▶ **YOUR GOAL**
Can you rename "innermost point" to "central point" everywhere in the data below, leave everything else unchanged, and omit the pictures from your answer?

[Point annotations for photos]
::::

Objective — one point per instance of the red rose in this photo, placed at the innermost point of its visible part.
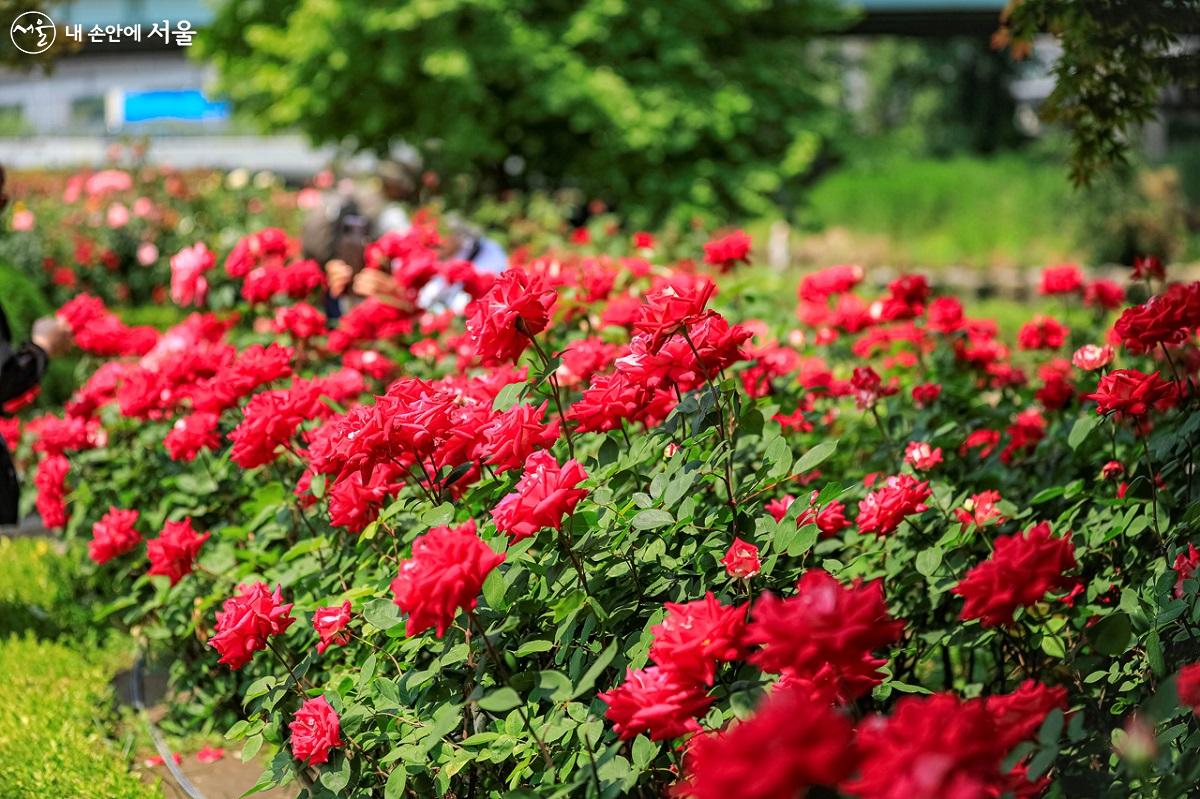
(445, 574)
(113, 535)
(545, 493)
(1020, 571)
(1129, 394)
(657, 702)
(316, 731)
(882, 510)
(330, 625)
(825, 635)
(1187, 685)
(174, 551)
(694, 637)
(742, 559)
(246, 620)
(502, 323)
(787, 745)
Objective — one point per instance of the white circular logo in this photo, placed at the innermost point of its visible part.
(33, 32)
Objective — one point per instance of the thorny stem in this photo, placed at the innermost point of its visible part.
(553, 386)
(504, 674)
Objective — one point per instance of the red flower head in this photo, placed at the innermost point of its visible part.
(727, 251)
(882, 510)
(825, 635)
(516, 433)
(925, 394)
(1186, 564)
(922, 456)
(246, 620)
(502, 323)
(445, 574)
(1187, 685)
(1169, 318)
(791, 743)
(52, 488)
(655, 702)
(1129, 394)
(113, 535)
(1043, 332)
(330, 625)
(694, 637)
(192, 433)
(1066, 278)
(1091, 358)
(981, 510)
(173, 553)
(315, 731)
(545, 493)
(930, 748)
(1020, 571)
(742, 559)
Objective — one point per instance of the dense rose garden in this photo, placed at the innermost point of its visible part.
(639, 524)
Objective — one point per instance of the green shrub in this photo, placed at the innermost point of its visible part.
(49, 742)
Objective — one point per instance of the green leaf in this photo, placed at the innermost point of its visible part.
(815, 457)
(395, 786)
(1110, 635)
(652, 518)
(382, 613)
(508, 396)
(501, 701)
(928, 560)
(589, 678)
(1081, 430)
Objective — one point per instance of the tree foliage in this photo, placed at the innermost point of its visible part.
(700, 106)
(1117, 58)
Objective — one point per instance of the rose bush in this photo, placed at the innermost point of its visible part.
(635, 526)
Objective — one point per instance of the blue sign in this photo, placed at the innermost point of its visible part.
(185, 103)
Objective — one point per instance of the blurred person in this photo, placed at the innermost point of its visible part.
(21, 368)
(352, 215)
(461, 241)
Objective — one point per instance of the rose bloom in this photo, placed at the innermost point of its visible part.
(742, 559)
(882, 510)
(694, 637)
(173, 553)
(113, 535)
(727, 251)
(1185, 566)
(1020, 571)
(545, 493)
(1129, 394)
(922, 456)
(792, 742)
(445, 574)
(501, 324)
(925, 394)
(1066, 278)
(316, 731)
(187, 282)
(330, 625)
(1091, 358)
(246, 620)
(981, 510)
(655, 702)
(825, 635)
(1187, 685)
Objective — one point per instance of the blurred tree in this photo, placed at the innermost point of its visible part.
(937, 96)
(688, 106)
(1117, 56)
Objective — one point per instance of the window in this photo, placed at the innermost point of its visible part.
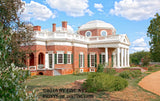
(69, 58)
(60, 57)
(92, 70)
(81, 70)
(88, 33)
(81, 60)
(50, 60)
(102, 58)
(103, 33)
(92, 60)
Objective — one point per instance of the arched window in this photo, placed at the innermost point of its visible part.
(88, 33)
(103, 33)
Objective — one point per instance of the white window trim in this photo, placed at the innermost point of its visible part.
(90, 59)
(86, 33)
(69, 53)
(60, 52)
(102, 57)
(81, 71)
(91, 69)
(102, 31)
(81, 53)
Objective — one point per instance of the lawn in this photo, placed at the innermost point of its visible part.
(130, 93)
(52, 81)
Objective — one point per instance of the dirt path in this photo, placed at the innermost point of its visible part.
(151, 83)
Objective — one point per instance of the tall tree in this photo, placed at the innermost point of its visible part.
(19, 32)
(13, 33)
(154, 34)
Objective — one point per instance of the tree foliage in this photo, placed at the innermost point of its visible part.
(135, 58)
(13, 33)
(154, 34)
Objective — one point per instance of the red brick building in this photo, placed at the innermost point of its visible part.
(63, 52)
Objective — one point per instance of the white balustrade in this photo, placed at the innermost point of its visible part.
(64, 34)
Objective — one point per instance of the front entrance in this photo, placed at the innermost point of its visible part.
(49, 60)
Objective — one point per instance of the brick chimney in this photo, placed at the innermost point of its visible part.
(53, 27)
(37, 28)
(64, 25)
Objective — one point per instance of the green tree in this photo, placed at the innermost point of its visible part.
(12, 34)
(135, 58)
(154, 34)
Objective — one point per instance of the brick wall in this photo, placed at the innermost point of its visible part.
(96, 32)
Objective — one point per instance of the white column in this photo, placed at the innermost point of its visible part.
(125, 57)
(121, 57)
(118, 58)
(114, 60)
(46, 61)
(128, 58)
(106, 55)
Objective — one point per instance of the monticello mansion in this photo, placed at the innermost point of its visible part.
(61, 51)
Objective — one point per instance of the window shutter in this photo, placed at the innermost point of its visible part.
(95, 60)
(79, 60)
(55, 58)
(112, 60)
(65, 58)
(88, 60)
(72, 58)
(100, 59)
(83, 60)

::::

▶ **RESULT OF THE TASK**
Objective — one point per instance of the red rose in this photo, placed at the central point of its visible part.
(445, 574)
(113, 535)
(545, 493)
(1020, 571)
(1129, 394)
(657, 702)
(316, 731)
(882, 510)
(330, 625)
(825, 635)
(1187, 685)
(174, 551)
(694, 637)
(742, 559)
(246, 620)
(502, 323)
(787, 745)
Objective — one point per instance of the white circular logo in this photo, placed at the central point of its visible part.
(33, 32)
Objective — one point per instance of the thorny stem in this photo, placed at the central point of its visible part.
(553, 386)
(504, 674)
Objective — one point per instance of the red flower head in this photo, placed at the central point of its visible part.
(727, 251)
(882, 510)
(825, 635)
(516, 433)
(925, 394)
(1186, 564)
(922, 456)
(246, 620)
(502, 323)
(445, 574)
(1187, 685)
(1169, 318)
(791, 743)
(52, 488)
(655, 702)
(1129, 394)
(113, 535)
(1043, 332)
(330, 625)
(694, 637)
(192, 433)
(1066, 278)
(1091, 358)
(981, 510)
(173, 553)
(315, 731)
(545, 493)
(930, 748)
(1020, 571)
(742, 559)
Objective — one point per instance of the dense rose garden in this photo, placed at the central point of its visible part.
(639, 524)
Objective — one point per instance of the green shrub in this photo, placed at the central point of its visible part.
(49, 742)
Objective — one point per instance of the green leaf in this photo, placed at the central point of its visible part.
(815, 457)
(395, 786)
(1110, 635)
(652, 518)
(382, 613)
(508, 396)
(501, 701)
(928, 560)
(589, 678)
(1081, 430)
Objective — one point per instance of the tree foliage in this photo, placed at the central point of its visible part.
(700, 106)
(1117, 58)
Objective — one point per instance of the rose bush in this photo, placed at the central point of its visible part.
(635, 526)
Objective — one point per instance of the blue sign in this photo, placed at the central point of its visible part.
(185, 103)
Objective — one point per instance of the blurred person in this photo, placed at the central point of its visible part.
(21, 368)
(352, 215)
(461, 241)
Objective — one point per instance of the rose bloom in this photo, placed at the central point of its visible part.
(742, 559)
(882, 510)
(694, 637)
(173, 553)
(113, 535)
(727, 251)
(1185, 566)
(1020, 571)
(545, 493)
(1129, 394)
(922, 456)
(792, 742)
(445, 574)
(501, 324)
(925, 394)
(1066, 278)
(316, 731)
(187, 282)
(330, 625)
(1091, 358)
(246, 620)
(981, 510)
(655, 702)
(825, 635)
(1187, 685)
Objective — one point per instance of the blurred tree in this photo, placed at the central point of its visible part.
(937, 96)
(688, 106)
(1117, 56)
Objective — one point per instance of the window in this photo, placed at the central point of its visible part.
(69, 58)
(60, 57)
(92, 70)
(81, 70)
(88, 33)
(81, 60)
(50, 60)
(102, 58)
(103, 33)
(92, 60)
Objective — one point per instance of the arched window in this photo, placed at the central point of its visible part.
(88, 33)
(103, 33)
Objective — one point per instance of the white window trim in this photo, placed at the central point of its visible part.
(90, 59)
(86, 33)
(69, 53)
(60, 52)
(102, 57)
(81, 71)
(91, 69)
(102, 31)
(81, 53)
Objective — one point per instance of the lawn in this photo, placed at the central point of its visible part.
(130, 93)
(52, 81)
Objective — one point per instance of the dirt path in this photo, placed at the central point of its visible part.
(151, 83)
Objective — one point per instance of the tall tree in this photo, placed at the central point of its visible part.
(19, 32)
(13, 33)
(154, 34)
Objective — one point per instance of the tree foliage in this photo, placed at the central point of its visible part.
(135, 58)
(13, 33)
(154, 34)
Objective — one point per instance of the red brick building in this photo, placed at the central point of its visible part.
(63, 52)
Objective — one point per instance of the white balustrade in this photo, placed at the central point of its visible part.
(64, 34)
Objective — one point per instance of the front entrance in this photo, placed at the central point of its visible part.
(49, 60)
Objective — one point per instance of the brick chimney in this photo, placed at the central point of its visible part.
(53, 27)
(37, 28)
(64, 25)
Objective — one point per instance of the green tree in this photo, placed at the central point of its visible part.
(12, 34)
(135, 58)
(154, 34)
Objective — one point per instance of the brick wall in this photo, placed at the central point of its visible part.
(96, 32)
Objective — one point per instance of the white column in this photo, placed at the central point of its visible part.
(125, 57)
(121, 57)
(118, 58)
(114, 60)
(46, 61)
(128, 58)
(106, 55)
Objective — one point per instance of the monticello mansion in this photo, placed at the central point of its visible part.
(61, 51)
Objective — one point per instance of the window shutter in this photo, placed at the central point of its visible part.
(95, 60)
(79, 60)
(55, 58)
(112, 60)
(65, 58)
(88, 60)
(72, 58)
(100, 59)
(83, 60)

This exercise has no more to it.